[WRITTEN INSTRUCTION]: Quote every one of the records below line for line, with no changes.

Recorded data
----------------------------------------

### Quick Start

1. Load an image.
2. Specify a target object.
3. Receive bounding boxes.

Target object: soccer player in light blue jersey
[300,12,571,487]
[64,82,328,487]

----------------------------------------

[SOLUTION TO THIS TASK]:
### Quick Start

1. Load an image.
2. Specify a target object.
3. Receive bounding boxes.

Target object: soccer player in light blue jersey
[300,12,571,487]
[64,82,328,487]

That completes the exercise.